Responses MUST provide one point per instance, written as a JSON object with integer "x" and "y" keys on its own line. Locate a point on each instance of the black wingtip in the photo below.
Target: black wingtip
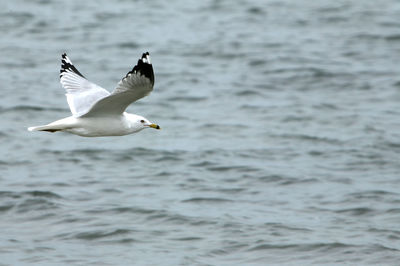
{"x": 66, "y": 64}
{"x": 144, "y": 67}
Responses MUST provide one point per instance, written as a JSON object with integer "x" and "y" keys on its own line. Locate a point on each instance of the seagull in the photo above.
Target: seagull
{"x": 95, "y": 111}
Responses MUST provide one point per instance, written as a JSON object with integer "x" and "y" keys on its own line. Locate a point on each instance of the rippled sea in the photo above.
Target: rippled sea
{"x": 280, "y": 138}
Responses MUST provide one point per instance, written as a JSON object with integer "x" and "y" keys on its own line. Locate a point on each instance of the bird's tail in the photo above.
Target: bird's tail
{"x": 48, "y": 128}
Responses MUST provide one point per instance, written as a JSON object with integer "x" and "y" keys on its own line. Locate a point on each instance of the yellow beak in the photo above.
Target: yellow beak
{"x": 154, "y": 126}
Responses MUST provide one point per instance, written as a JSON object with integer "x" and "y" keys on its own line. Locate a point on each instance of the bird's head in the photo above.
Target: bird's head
{"x": 143, "y": 123}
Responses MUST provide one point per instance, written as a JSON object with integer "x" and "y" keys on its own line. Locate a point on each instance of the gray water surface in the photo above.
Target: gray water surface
{"x": 280, "y": 142}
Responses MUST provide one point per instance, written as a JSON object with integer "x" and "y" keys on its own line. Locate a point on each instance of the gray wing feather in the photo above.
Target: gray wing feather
{"x": 81, "y": 93}
{"x": 135, "y": 85}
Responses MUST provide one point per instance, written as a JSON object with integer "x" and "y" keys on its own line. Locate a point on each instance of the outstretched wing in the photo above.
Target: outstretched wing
{"x": 135, "y": 85}
{"x": 81, "y": 93}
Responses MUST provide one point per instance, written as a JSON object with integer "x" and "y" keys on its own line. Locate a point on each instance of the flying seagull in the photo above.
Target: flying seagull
{"x": 95, "y": 111}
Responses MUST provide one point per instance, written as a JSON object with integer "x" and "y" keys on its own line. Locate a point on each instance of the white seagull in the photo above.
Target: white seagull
{"x": 95, "y": 111}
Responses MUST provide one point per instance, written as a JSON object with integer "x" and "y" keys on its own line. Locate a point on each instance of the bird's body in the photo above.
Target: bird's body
{"x": 96, "y": 112}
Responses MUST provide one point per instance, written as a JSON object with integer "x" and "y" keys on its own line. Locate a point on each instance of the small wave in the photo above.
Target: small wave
{"x": 187, "y": 99}
{"x": 27, "y": 108}
{"x": 207, "y": 200}
{"x": 94, "y": 235}
{"x": 393, "y": 38}
{"x": 247, "y": 93}
{"x": 302, "y": 247}
{"x": 129, "y": 45}
{"x": 359, "y": 211}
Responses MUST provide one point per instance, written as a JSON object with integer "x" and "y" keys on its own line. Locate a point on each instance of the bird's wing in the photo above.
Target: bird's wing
{"x": 81, "y": 93}
{"x": 135, "y": 85}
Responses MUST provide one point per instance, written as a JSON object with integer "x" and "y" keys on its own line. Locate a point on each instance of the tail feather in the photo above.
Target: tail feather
{"x": 47, "y": 128}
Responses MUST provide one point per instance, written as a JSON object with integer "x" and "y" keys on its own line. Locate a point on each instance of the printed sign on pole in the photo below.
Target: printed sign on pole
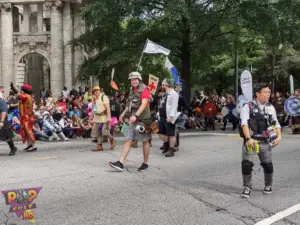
{"x": 153, "y": 82}
{"x": 246, "y": 85}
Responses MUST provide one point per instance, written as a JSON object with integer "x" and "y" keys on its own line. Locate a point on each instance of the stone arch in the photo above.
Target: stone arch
{"x": 28, "y": 51}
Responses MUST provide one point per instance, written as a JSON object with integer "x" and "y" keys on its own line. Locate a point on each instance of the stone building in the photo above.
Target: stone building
{"x": 34, "y": 36}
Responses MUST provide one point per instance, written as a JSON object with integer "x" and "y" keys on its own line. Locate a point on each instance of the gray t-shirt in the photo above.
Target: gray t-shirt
{"x": 269, "y": 109}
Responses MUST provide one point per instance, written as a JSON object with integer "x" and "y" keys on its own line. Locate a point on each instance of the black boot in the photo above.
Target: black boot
{"x": 166, "y": 147}
{"x": 170, "y": 153}
{"x": 13, "y": 148}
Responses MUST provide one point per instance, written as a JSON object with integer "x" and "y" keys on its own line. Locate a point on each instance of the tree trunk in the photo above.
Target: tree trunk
{"x": 186, "y": 60}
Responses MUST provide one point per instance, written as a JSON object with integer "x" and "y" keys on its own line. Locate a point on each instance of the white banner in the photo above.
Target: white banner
{"x": 246, "y": 85}
{"x": 153, "y": 82}
{"x": 292, "y": 84}
{"x": 153, "y": 48}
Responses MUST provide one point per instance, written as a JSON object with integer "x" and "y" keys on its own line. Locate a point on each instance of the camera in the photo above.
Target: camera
{"x": 140, "y": 128}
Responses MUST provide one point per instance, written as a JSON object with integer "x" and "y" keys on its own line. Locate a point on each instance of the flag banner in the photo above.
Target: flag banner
{"x": 246, "y": 85}
{"x": 292, "y": 84}
{"x": 173, "y": 71}
{"x": 114, "y": 85}
{"x": 153, "y": 48}
{"x": 153, "y": 82}
{"x": 112, "y": 74}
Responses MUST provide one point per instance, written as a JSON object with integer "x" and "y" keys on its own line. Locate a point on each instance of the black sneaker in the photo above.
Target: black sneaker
{"x": 143, "y": 167}
{"x": 246, "y": 193}
{"x": 117, "y": 165}
{"x": 268, "y": 190}
{"x": 13, "y": 152}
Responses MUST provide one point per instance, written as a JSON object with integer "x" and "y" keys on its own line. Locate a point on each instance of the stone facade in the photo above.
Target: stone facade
{"x": 31, "y": 35}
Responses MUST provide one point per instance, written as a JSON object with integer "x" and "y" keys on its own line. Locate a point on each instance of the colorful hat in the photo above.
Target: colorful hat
{"x": 27, "y": 87}
{"x": 135, "y": 75}
{"x": 96, "y": 88}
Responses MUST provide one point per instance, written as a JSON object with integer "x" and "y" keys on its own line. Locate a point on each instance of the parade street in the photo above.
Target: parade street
{"x": 200, "y": 185}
+-------+
Above are records with pictures; repeat the records exactly and leave the pictures out.

## Solution below
Responses MUST provide one point per instance, written as a JSON object with integer "x" and "y" keys on its own line. Locate a point on each instance of the black wingtip in the photo below.
Target: black wingtip
{"x": 66, "y": 64}
{"x": 144, "y": 67}
Responses MUST provide one point per instance, written as a JSON object with integer "x" and "y" keys on its own line. Locate a point on each instance of the seagull in the photo above.
Target: seagull
{"x": 95, "y": 111}
Responses MUST provide one point per instance, written as a JSON object with integer "x" and "y" keys on its own line. Locate a point on each instance of the rippled sea in the photo above.
Target: rippled sea
{"x": 280, "y": 138}
Responses MUST provide one point per instance, written as a JSON object with integer "x" and "y" keys on its own line. Locate a point on each instance of the bird's tail in the photo above.
Target: bird's tail
{"x": 48, "y": 128}
Responses MUST provide one point per instance, written as a JSON object with integer "x" and "y" keys on its own line. Locate a point on each instance of the yellow beak in the photo above.
Target: yellow beak
{"x": 154, "y": 126}
Responses MUST provide one point per instance, written as a JSON object with integer "x" and "y" keys on its own line. Locate a point on each instance of the bird's head in the photo above.
Target: bird's head
{"x": 143, "y": 123}
Responses MUST provide one point per instance, written as a JSON object with integer "x" and "y" keys on its own line. Locate a point on each instance of the gray water surface in the photo above.
Target: gray water surface
{"x": 280, "y": 142}
Responses MUST provide one point per instance, written as a JSON object with integer "x" and "y" keys on its own line. Locate a point on each instance of the gray wing feather in the photo above.
Target: gray wing feather
{"x": 81, "y": 93}
{"x": 135, "y": 85}
Responses MUST provide one point per instance, written as a JSON object with integer "x" and "y" keys on its own line. Locate a point on each instance of the outstretched wing in the photo above.
Target: outstretched wing
{"x": 135, "y": 85}
{"x": 81, "y": 93}
Responses MUST provide one point per instance, written as a JSON object with integer "x" and "y" keys on its own line. Locate a point on each instance of the flying seagull in the photo above.
Target: flying seagull
{"x": 95, "y": 111}
Responses MUST provide one point per instance, written as a JSON object with integer "x" and "y" keys on its own line. Locate a point on each instance of the white seagull in the photo above.
Target: white seagull
{"x": 95, "y": 111}
Responses MUST provide one point per instance, written as a JSON object with integer "x" and "y" keys on its own line. Locate a point on each instance of the bird's body in the photo above.
Target: bird's body
{"x": 96, "y": 112}
Responses MUST provide one point per instance, written as a JSON object with integer "x" and "y" keys on its own line. Locate a point on each instance of the small wave in the photo above.
Target: small wave
{"x": 187, "y": 99}
{"x": 27, "y": 108}
{"x": 207, "y": 200}
{"x": 94, "y": 235}
{"x": 393, "y": 38}
{"x": 247, "y": 93}
{"x": 302, "y": 247}
{"x": 129, "y": 45}
{"x": 359, "y": 211}
Responses MUST provide one point per instance, written as a JSON object with integer "x" and "y" keys on its own line. Locate a point on each instance of the bird's wing in the photo above.
Target: bird's wing
{"x": 81, "y": 93}
{"x": 135, "y": 85}
Responses MUST provide one point per instance, written as a JSON object with integer "x" and "y" keys on its own line. Locate a point on each instance of the tail feather in the photo above.
Target: tail feather
{"x": 47, "y": 128}
Responses MUST provide one point per instance, written as a JSON object with integer "x" and "y" keys on its own line. Locate a point on each instance of the printed sign on pole in the photo below.
Target: printed sign on pole
{"x": 153, "y": 82}
{"x": 246, "y": 85}
Responses MUST provide one point per instance, written as a JSON object with integer "x" and "y" keys on its own line. Locate a point on each instance of the stone arch in the photo above.
Target: stone arch
{"x": 28, "y": 51}
Responses MUST provide one point per instance, written as a JSON object with integer "x" and "y" keys on its own line. Locate a point on each instance of the stone building in the photo above.
Target: stone building
{"x": 34, "y": 36}
Responses MUST provide one point per instance, written as a JSON object with integer "x" and "y" keys on its own line. Locate a point on each instance of the gray t-shirt in the photo above.
Target: gray t-shirt
{"x": 269, "y": 109}
Responses MUST provide one point per instance, written as a JSON object with integer "x" and "y" keys on its own line. Locate a point on each instance of the black boot in the photo above.
Target: black boot
{"x": 166, "y": 147}
{"x": 170, "y": 153}
{"x": 13, "y": 148}
Responses MUST provide one point per instance, written as a JSON object with integer "x" and "y" keys on its own line. Locate a point on each instance of the tree trunk in the photo above.
Target: tree trunk
{"x": 186, "y": 60}
Responses MUST provide one point per instance, written as a JSON object with integer "x" and "y" keys on its own line. Locate a point on each instance of the white banner in the photo above.
Target: white banner
{"x": 246, "y": 85}
{"x": 153, "y": 82}
{"x": 292, "y": 84}
{"x": 153, "y": 48}
Responses MUST provide one point per instance, written as a JSON object with integer "x" and "y" keys on its own line. Locate a point on each instance of the camera in the photo above.
Target: camera
{"x": 140, "y": 128}
Responses MUST provide one point per instance, written as a JSON object with integer "x" and "y" keys on its own line. Locate a point on each instance of the flag banner in the photo above.
Target: flag banner
{"x": 246, "y": 85}
{"x": 292, "y": 84}
{"x": 173, "y": 71}
{"x": 114, "y": 85}
{"x": 153, "y": 48}
{"x": 153, "y": 82}
{"x": 112, "y": 74}
Responses MUST provide one point per instance, written as a JSON object with integer "x" and "y" keys on its own line. Locate a point on each instance of the black sneaker in the photo above.
Target: black sneaker
{"x": 143, "y": 167}
{"x": 246, "y": 193}
{"x": 117, "y": 165}
{"x": 268, "y": 190}
{"x": 13, "y": 152}
Responses MUST provide one point per instance, written as a JSON object with integer "x" and "y" keys on its own line. Locate a point on each instance of the stone facade in the photo above.
Target: stone facade
{"x": 31, "y": 35}
Responses MUST provide one point per instance, written as a JSON object with integer "x" and "y" keys on its own line. Locate a point on each instance of the colorful hat in the photo above.
Target: colorful hat
{"x": 27, "y": 87}
{"x": 135, "y": 75}
{"x": 96, "y": 88}
Responses MUST provide one point per instance, written as a JSON object with integer "x" and "y" keys on its own line. Locate a point on each instance of the parade street in the photo above.
Target: parade street
{"x": 200, "y": 185}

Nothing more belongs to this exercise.